= DATOS PROPORCIONADOS =

◇ ◇ ◇ ◇ ◇

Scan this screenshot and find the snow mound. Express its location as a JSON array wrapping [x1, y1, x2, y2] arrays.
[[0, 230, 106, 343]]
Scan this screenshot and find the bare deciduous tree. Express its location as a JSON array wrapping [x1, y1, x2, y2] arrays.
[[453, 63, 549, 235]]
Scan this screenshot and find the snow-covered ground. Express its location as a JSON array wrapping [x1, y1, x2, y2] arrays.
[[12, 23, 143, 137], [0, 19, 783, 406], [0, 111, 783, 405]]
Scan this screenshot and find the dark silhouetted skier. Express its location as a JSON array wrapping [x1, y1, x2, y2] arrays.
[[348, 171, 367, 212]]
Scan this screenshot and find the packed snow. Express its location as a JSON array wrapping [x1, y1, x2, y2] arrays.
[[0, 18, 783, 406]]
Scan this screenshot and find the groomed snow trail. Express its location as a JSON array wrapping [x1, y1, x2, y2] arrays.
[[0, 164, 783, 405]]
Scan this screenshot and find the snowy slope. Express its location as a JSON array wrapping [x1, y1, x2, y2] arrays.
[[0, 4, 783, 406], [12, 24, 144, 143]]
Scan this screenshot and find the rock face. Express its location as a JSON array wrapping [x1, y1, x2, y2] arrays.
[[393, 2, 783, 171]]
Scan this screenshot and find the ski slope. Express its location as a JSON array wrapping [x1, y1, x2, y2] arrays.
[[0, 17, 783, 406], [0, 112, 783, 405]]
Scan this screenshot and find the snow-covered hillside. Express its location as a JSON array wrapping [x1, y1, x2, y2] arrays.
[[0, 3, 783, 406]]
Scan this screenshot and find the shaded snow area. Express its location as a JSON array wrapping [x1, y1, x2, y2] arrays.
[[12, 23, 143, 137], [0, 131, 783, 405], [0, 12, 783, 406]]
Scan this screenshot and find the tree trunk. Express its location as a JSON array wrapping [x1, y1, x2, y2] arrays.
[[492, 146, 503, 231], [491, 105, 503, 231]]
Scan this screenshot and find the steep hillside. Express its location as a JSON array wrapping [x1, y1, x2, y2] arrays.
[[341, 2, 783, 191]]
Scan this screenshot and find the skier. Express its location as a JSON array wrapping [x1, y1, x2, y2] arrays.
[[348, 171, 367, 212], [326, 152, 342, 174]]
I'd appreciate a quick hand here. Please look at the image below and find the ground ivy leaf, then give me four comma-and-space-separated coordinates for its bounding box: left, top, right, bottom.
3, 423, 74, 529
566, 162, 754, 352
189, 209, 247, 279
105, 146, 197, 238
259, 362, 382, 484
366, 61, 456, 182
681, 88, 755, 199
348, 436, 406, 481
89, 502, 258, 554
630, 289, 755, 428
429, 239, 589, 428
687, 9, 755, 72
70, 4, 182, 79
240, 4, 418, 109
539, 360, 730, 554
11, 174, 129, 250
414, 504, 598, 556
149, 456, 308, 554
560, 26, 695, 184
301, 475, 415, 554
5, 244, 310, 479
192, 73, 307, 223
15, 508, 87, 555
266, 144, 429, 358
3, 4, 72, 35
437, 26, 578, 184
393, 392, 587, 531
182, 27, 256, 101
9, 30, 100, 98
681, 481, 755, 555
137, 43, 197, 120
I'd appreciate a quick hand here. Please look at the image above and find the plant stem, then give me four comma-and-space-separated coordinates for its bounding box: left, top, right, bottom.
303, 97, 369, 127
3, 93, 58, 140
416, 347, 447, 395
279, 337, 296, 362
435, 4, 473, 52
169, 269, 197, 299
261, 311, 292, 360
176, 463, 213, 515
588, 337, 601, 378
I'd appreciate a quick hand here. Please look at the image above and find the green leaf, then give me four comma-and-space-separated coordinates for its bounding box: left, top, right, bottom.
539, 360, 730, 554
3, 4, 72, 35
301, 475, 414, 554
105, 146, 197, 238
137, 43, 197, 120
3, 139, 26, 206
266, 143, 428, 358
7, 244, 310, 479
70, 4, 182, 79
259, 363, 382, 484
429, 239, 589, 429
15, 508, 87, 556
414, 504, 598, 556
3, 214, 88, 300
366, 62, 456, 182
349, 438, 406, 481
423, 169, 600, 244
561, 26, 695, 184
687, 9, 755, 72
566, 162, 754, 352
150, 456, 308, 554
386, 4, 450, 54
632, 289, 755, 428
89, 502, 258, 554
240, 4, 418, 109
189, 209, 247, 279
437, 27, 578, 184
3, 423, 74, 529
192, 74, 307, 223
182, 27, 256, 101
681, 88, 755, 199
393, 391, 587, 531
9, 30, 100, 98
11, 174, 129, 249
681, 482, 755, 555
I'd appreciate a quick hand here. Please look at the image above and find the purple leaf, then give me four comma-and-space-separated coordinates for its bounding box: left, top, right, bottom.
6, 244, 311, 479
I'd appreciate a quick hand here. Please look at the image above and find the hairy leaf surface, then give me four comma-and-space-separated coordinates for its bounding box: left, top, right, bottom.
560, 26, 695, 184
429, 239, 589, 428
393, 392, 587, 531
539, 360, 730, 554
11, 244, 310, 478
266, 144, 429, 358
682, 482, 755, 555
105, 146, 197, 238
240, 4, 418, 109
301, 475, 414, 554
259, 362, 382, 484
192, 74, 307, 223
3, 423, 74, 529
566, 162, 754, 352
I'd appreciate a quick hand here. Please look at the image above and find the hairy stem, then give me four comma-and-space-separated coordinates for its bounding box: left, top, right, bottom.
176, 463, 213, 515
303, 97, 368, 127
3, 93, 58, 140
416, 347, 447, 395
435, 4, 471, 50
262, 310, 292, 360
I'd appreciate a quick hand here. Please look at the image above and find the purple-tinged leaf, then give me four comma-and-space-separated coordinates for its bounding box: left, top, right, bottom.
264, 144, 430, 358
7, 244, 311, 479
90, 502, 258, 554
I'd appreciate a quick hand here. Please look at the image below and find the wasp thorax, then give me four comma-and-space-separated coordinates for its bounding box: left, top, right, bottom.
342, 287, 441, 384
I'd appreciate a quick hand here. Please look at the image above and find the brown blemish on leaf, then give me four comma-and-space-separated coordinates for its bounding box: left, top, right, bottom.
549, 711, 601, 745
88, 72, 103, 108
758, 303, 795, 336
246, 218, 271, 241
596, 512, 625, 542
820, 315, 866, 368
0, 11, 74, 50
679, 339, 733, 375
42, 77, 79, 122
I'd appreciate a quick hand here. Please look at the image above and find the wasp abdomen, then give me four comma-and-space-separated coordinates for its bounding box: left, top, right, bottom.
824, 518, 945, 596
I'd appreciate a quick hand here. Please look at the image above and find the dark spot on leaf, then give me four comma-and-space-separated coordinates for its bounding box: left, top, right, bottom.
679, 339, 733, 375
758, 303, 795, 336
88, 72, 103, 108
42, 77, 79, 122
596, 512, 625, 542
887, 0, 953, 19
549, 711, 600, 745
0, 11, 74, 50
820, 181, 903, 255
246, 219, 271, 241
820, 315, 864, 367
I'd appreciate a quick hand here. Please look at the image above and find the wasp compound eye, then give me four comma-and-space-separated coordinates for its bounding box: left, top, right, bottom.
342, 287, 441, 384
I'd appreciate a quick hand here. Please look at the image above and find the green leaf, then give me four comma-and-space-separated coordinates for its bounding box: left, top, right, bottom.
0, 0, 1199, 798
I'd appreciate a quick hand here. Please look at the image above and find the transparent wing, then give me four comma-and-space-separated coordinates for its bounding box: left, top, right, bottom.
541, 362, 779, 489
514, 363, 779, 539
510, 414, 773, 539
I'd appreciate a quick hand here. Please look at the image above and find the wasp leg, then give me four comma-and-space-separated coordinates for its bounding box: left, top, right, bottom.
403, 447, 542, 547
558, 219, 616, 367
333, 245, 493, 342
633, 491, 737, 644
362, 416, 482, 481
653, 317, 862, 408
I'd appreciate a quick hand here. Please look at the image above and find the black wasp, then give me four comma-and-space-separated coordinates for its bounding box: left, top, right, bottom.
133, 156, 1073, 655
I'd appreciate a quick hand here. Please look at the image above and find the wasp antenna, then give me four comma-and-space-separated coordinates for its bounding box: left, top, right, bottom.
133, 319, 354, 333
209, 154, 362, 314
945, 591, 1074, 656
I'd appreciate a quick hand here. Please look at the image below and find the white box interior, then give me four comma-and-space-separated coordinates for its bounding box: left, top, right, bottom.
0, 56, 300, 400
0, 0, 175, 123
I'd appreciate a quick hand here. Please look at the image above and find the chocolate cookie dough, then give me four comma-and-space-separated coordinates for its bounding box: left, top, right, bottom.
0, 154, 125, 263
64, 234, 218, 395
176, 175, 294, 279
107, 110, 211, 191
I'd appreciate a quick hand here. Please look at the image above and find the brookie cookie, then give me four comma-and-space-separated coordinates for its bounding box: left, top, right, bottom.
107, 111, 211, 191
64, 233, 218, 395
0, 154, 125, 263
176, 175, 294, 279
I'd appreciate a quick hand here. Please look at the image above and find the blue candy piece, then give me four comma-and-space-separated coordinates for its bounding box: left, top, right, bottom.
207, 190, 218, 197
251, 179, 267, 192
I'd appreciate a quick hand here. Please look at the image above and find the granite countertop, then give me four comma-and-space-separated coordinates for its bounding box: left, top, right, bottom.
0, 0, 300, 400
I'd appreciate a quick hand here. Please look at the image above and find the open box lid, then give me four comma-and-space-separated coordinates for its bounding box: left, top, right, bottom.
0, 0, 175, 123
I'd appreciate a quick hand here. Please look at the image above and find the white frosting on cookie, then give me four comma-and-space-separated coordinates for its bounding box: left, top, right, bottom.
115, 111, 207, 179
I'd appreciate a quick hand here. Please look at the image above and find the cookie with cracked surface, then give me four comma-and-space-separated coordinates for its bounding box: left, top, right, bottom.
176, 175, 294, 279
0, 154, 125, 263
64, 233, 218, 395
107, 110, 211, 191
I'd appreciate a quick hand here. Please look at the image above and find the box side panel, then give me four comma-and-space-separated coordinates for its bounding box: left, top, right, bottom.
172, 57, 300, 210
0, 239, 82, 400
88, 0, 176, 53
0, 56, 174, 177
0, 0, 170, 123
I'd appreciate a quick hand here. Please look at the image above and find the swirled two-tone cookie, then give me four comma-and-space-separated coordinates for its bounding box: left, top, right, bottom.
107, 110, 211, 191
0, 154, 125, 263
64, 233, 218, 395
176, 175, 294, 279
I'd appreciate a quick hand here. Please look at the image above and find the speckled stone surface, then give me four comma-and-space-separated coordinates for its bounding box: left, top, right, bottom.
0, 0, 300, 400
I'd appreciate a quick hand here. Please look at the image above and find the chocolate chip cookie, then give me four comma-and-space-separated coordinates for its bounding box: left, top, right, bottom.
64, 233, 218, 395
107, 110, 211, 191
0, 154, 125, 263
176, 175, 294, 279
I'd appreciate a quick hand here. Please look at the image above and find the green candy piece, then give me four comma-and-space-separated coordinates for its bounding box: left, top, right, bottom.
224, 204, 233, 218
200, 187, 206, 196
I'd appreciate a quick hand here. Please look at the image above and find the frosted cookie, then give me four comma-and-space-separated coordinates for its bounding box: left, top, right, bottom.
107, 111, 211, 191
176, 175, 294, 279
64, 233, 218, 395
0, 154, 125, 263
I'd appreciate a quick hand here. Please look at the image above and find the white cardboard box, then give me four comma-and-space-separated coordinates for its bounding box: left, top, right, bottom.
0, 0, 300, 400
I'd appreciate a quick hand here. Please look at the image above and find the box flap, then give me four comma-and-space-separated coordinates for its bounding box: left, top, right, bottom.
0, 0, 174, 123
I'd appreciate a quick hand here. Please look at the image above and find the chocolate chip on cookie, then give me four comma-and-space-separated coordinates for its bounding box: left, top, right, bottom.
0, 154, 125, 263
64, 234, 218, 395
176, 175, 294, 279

◇ ◇ ◇ ◇ ◇

= TAREA =
Reproduce sin ningún cambio las líneas de los datos que van desde la que contiene "Scan this screenshot and find the bare" hasta la que contiene "[[393, 2, 783, 171]]", ambas incluidas.

= SOLUCIÓN =
Scan this screenshot and find the bare deciduous tree. Express its location as a JSON array wrapping [x1, y1, x2, y2] arrays.
[[453, 63, 549, 235]]
Scan this screenshot and find the snow-covered ground. Express its location as a JSON array wrapping [x1, y1, x2, y2] arrays.
[[12, 23, 143, 137], [0, 19, 783, 406], [0, 111, 783, 405]]
Scan this screenshot and find the dark silhouetted skier. Express its location as a JSON array wrapping [x1, y1, x2, y2] arrays.
[[348, 171, 367, 212]]
Scan this screenshot and find the packed snow. Express its location as a JSON array wrapping [x1, y1, x2, y2] arrays.
[[0, 18, 783, 406]]
Scan this screenshot and find the groomed snow trail. Express its location as a JSON array wrapping [x1, y1, x2, y2] arrays.
[[0, 164, 783, 405]]
Scan this screenshot and find the snowy slope. Express its location as a JSON array wrapping [x1, y1, x2, y2] arrays.
[[0, 4, 783, 406], [12, 24, 144, 143]]
Scan this screenshot and find the rock face. Express its location as a JSON array wrapping [x1, y1, x2, y2] arrays.
[[393, 2, 783, 171]]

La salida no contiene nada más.